*PROBLEM REQUIREMENTS*
Copy exactly, and only, the lines between the start of the entries below and the line containing "Query: sailing yacht", both inclusive. Omit pictures.

BEGIN EXCERPTED RECORDS

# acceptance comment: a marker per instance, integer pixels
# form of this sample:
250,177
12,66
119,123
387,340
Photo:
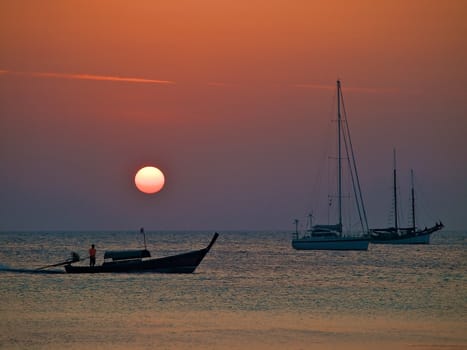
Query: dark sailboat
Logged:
332,237
403,235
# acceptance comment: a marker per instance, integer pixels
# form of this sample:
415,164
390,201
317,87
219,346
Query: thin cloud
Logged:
90,77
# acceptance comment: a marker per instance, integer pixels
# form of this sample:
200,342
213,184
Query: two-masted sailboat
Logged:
332,237
403,235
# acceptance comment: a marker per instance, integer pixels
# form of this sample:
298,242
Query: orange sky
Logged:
250,92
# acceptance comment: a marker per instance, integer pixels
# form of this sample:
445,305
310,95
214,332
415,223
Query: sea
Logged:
252,291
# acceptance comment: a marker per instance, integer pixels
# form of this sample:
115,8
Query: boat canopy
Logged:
327,228
126,254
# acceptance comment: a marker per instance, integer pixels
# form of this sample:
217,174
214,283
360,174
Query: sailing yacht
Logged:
403,235
332,237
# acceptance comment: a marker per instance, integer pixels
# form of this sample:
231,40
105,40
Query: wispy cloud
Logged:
89,77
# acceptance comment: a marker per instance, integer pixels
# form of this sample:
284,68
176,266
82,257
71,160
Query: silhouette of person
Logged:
92,256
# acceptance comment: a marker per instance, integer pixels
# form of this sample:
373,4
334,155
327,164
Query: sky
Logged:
232,100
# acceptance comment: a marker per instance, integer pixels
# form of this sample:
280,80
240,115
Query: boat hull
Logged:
417,237
181,263
336,243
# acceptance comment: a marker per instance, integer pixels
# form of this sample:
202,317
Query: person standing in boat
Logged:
92,256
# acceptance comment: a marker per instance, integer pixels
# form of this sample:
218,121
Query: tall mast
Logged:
339,160
413,201
395,194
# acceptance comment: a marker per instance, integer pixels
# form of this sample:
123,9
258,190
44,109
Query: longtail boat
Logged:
140,261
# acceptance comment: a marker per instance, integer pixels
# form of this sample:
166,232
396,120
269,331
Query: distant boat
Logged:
403,235
331,237
140,261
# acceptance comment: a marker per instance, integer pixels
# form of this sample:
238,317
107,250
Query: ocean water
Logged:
251,291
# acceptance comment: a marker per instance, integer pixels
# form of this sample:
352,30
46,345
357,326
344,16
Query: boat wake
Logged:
4,268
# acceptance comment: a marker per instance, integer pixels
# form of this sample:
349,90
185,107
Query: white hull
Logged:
334,243
420,239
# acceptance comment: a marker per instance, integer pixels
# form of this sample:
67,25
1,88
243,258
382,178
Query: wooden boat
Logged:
403,235
332,237
140,261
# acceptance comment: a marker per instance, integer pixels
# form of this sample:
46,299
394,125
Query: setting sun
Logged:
149,180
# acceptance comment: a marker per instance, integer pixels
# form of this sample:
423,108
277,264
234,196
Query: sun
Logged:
149,179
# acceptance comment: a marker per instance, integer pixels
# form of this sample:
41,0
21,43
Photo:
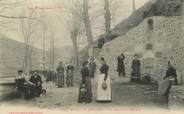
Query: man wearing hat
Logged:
60,75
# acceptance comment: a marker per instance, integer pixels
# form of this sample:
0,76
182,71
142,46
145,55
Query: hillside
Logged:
166,38
12,57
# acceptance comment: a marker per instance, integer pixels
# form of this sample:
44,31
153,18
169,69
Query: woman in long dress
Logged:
60,75
104,93
85,90
136,73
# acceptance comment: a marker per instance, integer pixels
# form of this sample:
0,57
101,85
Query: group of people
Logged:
103,86
60,75
31,87
135,74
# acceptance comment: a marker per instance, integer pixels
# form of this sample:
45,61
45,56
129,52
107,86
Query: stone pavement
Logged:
124,95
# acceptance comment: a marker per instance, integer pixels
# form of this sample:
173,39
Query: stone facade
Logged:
166,39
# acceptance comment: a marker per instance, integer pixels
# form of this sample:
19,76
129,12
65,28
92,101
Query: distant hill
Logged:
12,57
64,54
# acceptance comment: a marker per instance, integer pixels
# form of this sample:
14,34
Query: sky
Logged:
53,11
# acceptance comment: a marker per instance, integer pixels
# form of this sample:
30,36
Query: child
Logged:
82,93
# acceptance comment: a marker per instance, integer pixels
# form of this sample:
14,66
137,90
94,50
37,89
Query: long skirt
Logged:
104,95
87,96
70,79
135,74
60,79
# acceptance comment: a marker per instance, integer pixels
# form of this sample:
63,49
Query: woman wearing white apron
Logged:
104,84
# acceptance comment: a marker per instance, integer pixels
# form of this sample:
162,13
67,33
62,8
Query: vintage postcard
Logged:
86,56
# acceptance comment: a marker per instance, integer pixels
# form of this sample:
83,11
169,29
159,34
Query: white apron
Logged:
104,95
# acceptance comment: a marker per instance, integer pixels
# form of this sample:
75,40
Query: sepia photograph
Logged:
61,56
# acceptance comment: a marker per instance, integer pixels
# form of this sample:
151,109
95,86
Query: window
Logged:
159,54
150,24
149,46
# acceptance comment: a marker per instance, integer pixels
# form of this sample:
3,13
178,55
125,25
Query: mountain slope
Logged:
12,57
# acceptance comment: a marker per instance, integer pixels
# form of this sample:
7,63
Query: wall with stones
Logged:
166,39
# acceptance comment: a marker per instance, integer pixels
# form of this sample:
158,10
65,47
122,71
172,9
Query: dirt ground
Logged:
124,95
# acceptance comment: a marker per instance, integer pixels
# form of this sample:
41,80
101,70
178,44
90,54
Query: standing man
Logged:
60,75
92,67
37,80
70,75
121,66
136,72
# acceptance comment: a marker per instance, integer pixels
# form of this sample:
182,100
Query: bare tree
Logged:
88,26
107,17
28,28
72,21
133,5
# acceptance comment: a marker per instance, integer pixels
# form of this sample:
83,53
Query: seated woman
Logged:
104,84
85,90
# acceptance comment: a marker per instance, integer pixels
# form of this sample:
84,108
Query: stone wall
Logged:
166,38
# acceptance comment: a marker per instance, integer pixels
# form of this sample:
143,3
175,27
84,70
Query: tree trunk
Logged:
133,5
107,20
88,27
75,46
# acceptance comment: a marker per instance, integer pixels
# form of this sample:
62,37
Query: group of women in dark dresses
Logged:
103,87
135,74
104,81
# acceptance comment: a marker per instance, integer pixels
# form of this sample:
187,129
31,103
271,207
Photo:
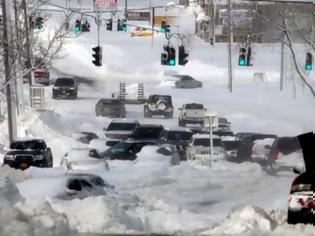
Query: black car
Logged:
178,137
26,153
158,105
111,108
186,81
65,88
126,150
147,132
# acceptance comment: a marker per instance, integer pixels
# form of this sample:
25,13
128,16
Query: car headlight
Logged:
9,157
38,157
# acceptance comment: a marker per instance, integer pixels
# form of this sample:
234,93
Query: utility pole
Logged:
230,70
28,43
8,62
282,63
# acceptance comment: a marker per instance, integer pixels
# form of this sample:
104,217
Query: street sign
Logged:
105,5
139,16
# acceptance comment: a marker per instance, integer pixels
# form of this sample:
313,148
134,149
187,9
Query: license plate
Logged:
23,165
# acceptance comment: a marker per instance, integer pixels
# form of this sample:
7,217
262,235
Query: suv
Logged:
158,105
199,149
191,113
179,137
26,153
110,107
65,88
147,132
120,128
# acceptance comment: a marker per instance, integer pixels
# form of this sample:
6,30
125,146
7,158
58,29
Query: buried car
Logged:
83,158
83,185
110,107
120,128
160,105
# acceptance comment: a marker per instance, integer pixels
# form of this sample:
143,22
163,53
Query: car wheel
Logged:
293,217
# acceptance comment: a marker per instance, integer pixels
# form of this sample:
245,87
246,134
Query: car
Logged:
160,153
140,32
178,137
231,145
199,148
82,158
114,108
191,113
158,105
301,205
148,132
244,152
65,88
120,128
42,76
29,152
261,150
126,150
83,185
85,137
186,81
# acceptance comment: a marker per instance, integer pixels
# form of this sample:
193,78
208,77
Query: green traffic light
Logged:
241,62
308,67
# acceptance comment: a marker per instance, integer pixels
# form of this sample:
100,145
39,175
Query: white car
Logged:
120,128
192,113
83,158
199,148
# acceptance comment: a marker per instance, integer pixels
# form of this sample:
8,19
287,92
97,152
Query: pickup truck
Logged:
29,152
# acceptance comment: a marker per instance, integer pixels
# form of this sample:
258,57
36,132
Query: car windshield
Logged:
34,145
194,106
122,147
146,133
206,142
64,82
231,145
179,135
111,102
121,126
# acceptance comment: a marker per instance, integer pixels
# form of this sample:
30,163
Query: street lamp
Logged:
210,120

END EXCERPTED RECORDS

*EXERCISE RESPONSE*
# acceptance comment: a marker per instance, integer pixels
# form of this sample:
250,177
12,66
119,123
387,340
Photo:
Query: dark sailboat
Logged:
332,237
403,235
# acceptance comment: a marker per instance, integer pixels
# form of this sample:
415,164
390,201
317,87
219,346
Query: thin cloud
Logged:
90,77
# acceptance comment: a marker per instance, integer pixels
# form of this sample:
200,342
213,184
Query: two-masted sailboat
Logged:
332,237
403,235
# acceptance comment: a marker per instance, integer pixels
# form of this sample:
298,242
Query: orange sky
Logged:
250,92
# acceptance comment: a marker per instance, integer pixels
# form of this sample:
445,305
310,95
214,332
415,223
Query: sea
Logged:
252,291
# acceptance comment: a marker per instance, integer pixels
# form of this sample:
115,8
Query: boat canopy
Logged:
327,228
126,254
# acceptance comment: a marker per instance, integer pixels
# form of this sample:
217,174
214,283
360,174
Query: sailing yacht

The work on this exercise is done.